◆ REQUIREMENT ◆
Without altering anything, output the material below.

[SUPPLIED INFORMATION start]

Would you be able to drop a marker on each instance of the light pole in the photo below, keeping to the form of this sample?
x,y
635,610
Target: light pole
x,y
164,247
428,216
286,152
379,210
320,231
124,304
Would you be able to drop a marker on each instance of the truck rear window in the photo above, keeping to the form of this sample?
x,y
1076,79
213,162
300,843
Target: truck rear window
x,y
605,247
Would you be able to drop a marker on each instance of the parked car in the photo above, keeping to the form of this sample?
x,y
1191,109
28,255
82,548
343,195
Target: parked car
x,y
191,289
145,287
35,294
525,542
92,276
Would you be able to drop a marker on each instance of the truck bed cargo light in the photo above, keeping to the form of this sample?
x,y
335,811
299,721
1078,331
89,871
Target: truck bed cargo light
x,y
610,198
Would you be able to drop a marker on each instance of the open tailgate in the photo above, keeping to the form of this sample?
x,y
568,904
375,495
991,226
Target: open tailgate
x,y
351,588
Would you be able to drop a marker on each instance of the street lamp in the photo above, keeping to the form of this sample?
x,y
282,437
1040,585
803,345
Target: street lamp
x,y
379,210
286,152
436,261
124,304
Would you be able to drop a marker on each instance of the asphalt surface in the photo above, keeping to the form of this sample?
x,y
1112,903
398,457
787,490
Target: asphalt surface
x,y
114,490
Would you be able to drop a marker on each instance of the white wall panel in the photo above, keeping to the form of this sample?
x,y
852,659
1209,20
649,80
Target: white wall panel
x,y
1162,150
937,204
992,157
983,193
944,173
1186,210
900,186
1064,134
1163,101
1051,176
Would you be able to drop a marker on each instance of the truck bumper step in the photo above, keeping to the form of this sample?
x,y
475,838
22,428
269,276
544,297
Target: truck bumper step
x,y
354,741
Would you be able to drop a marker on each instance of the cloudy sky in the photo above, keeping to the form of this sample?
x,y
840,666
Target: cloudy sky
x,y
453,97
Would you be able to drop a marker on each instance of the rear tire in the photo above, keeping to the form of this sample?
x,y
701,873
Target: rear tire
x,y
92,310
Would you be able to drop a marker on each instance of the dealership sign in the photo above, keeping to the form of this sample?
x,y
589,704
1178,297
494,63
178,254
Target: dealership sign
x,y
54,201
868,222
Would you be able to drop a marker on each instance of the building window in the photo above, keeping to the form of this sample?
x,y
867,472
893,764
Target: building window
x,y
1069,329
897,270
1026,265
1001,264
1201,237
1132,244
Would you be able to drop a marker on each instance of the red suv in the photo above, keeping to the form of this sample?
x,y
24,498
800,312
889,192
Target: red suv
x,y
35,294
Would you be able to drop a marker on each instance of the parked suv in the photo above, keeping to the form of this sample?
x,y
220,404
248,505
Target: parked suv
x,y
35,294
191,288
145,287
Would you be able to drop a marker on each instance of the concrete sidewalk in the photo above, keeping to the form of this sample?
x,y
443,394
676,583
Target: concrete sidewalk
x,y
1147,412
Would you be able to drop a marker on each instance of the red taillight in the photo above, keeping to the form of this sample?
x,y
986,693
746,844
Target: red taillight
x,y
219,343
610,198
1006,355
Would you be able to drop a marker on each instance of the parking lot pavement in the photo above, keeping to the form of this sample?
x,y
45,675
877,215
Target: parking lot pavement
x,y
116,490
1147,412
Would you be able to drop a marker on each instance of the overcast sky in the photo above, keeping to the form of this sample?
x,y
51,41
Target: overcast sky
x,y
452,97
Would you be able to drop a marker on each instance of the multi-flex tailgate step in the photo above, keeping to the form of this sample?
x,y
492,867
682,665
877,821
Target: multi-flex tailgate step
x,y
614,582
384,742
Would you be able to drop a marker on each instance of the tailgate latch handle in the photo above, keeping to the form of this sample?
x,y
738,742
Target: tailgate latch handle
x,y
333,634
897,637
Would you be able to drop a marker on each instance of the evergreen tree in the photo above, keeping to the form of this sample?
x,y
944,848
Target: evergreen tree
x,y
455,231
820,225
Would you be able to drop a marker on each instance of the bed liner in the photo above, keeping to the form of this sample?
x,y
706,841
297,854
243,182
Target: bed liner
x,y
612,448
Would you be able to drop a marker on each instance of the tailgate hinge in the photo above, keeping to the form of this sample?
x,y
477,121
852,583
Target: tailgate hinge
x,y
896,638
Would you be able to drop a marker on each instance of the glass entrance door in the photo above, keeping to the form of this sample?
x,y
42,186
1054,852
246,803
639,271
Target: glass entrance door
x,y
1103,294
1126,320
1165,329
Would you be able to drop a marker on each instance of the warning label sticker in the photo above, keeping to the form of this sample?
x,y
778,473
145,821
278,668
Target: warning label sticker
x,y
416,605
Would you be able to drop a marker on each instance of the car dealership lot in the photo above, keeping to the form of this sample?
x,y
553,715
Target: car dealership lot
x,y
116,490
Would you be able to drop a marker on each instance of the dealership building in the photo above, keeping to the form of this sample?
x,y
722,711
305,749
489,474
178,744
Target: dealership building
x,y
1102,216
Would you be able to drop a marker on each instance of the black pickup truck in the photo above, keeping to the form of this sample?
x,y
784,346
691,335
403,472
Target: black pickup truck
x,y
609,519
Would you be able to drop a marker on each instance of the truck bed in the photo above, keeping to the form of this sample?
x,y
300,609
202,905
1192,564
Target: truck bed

[SUPPLIED INFORMATION end]

◆ REPLY ◆
Would you be able to drop a marker on each instance of the light pole in the photo below, keeping to the form of this sample?
x,y
635,610
Target: light pole
x,y
164,247
428,216
286,152
379,210
320,231
124,304
Would you be able to drop a marker on each instance of the truck rear window in the photo above, keeping to the form of this sample?
x,y
1076,79
213,162
300,843
Target: truck rear window
x,y
605,247
Would you be able to drop a marker on each instance of the parked car in the photo above, keeping to the form of this sample?
x,y
1191,109
28,255
82,548
343,195
Target: parked car
x,y
191,289
145,287
35,294
525,542
92,276
Would you be able to drop a marker on each instance of the truck bed cargo light in the photo above, keeping to the form of this sample?
x,y
335,811
299,721
1078,331
89,871
Target: truck bed cargo light
x,y
610,198
Would you be able to drop a marker on each instance of the open tailgate in the photo above, keeping to the form of this sample?
x,y
568,904
375,495
991,226
Target: open tailgate
x,y
351,588
Would you be able to drop a marker on each instance of the street lamp in the photo above, keeping to the form of this sample?
x,y
282,437
1040,585
803,345
Target: street lamp
x,y
379,210
286,152
436,261
124,304
Would you be able to drop a marker on each instance of the asphalt surface in the photo above, keeping to the form of this sample?
x,y
1112,903
398,457
787,490
Target: asphalt surface
x,y
114,490
Would you be able to drop a marker on each instance of the white wall panel in the photo above, keeping to the form of this sample?
x,y
852,659
1209,20
649,80
Target: white wall panel
x,y
1162,150
937,204
992,157
983,193
944,173
1186,210
900,186
1064,134
1163,101
1051,176
Would you be able to drop a marker on each instance of the truck bumper step in the photo above, keeping to the form of this sample?
x,y
475,838
22,428
269,276
544,297
Target: truck bumper step
x,y
354,741
Would you be able to drop a marker on each instance of the cloudy sky in the photo above, keeping to the form of this sample?
x,y
840,666
Target: cloudy sky
x,y
453,97
Would you be able to drop a marker on each instance of the rear tire in the photo above, keeping to the form of this sample?
x,y
701,873
Target: rear tire
x,y
92,310
Would you be able to drop a marker on each instance of the dealership sign in the photo above, keeping to the form of this sample?
x,y
589,704
1178,297
494,63
178,254
Target: dealership sign
x,y
54,201
868,222
Would you be able to drop a marker on each instance of the building window in the photo above, keeping to the form of this sample?
x,y
867,472
893,764
Target: building window
x,y
1069,329
897,270
1026,265
1001,264
1201,237
1132,244
Would you be able to drop a marker on each instance of the red suv in the photo above, keeping to the form of this sample?
x,y
24,498
800,312
889,192
Target: red suv
x,y
35,294
Would you be able to drop a marker on each instance of the parked suv in the photo above, keeping to the form of this sample?
x,y
220,404
248,505
Target: parked suv
x,y
35,294
191,288
145,287
Would you be able to drop a marker on each instance of the concrete sidewalk in the photo above, keeping to the form of this sample?
x,y
443,394
676,583
Target: concrete sidewalk
x,y
1147,412
Would you be able to drop a marker on each instance of the red taillight in the photo above, keeping to the form of this sample?
x,y
986,693
746,844
Target: red taillight
x,y
219,343
610,198
1006,355
Would you be able to drop a marker on each instance of the parking lot pavement in the photo above, keeping to the form of this sample?
x,y
45,675
877,215
Target: parking lot pavement
x,y
116,490
1147,412
Would you be able to drop a marker on each instance of the overcast sky in the photo above, keeping to the form of this sample?
x,y
51,41
Target: overcast sky
x,y
452,97
Would you be able to drop a marker on each instance of the multi-flex tailgate step in the photo above, keeping to the form of this sample?
x,y
492,867
682,665
877,821
Target: multi-flex tailgate step
x,y
614,582
384,742
Would you be able to drop a marker on each instance of the tailgate latch handle in the photo above, keeping to the form of this sample?
x,y
738,742
Target: tailgate latch handle
x,y
333,634
897,637
Would you be able to drop a marker on each instance of the evergreen tree in the photo above, keeping to the form of this sample?
x,y
944,848
Target: evergreen tree
x,y
455,231
820,225
Would you be able to drop a marker on each instance of the bed liner in the photo above, keeping to the form of this sample?
x,y
706,841
297,854
243,182
Target: bed liner
x,y
612,448
Would you be able to drop a marker on each instance of the tailgate hinge in the photo above, keeping to the form of this sample?
x,y
477,121
852,583
Target: tailgate hinge
x,y
896,638
Would you be able to drop a marker on each instance of the glass entrance door in the photo above, keeping to the form of this sample?
x,y
42,186
1054,852
246,803
639,271
Target: glass entrance door
x,y
1103,294
1126,320
1165,329
Would you be able to drop a marker on each instance of the warning label sticker in the photo above, keeping to the form of this sample?
x,y
778,473
145,821
278,668
Target: warning label sticker
x,y
416,605
Would you be able to drop a marker on each instance of the car dealership lot in the photo above, keeping to the form of this sample?
x,y
553,715
Target: car dealership lot
x,y
116,490
Would you be able to drop a marker on each instance of the dealership building in the photo above, keeping to the form of this sample?
x,y
722,711
305,749
489,474
178,744
Target: dealership building
x,y
1102,216
Would you be able to drop a marker on each instance of the black pickup truck in the photo above, keeping to the form of this sample?
x,y
784,346
691,335
403,472
Target: black pickup truck
x,y
609,519
Would you be able to drop a marker on each instance of the truck bed in the photo above, keeping to the form of this sample?
x,y
300,609
202,905
1192,564
Target: truck bed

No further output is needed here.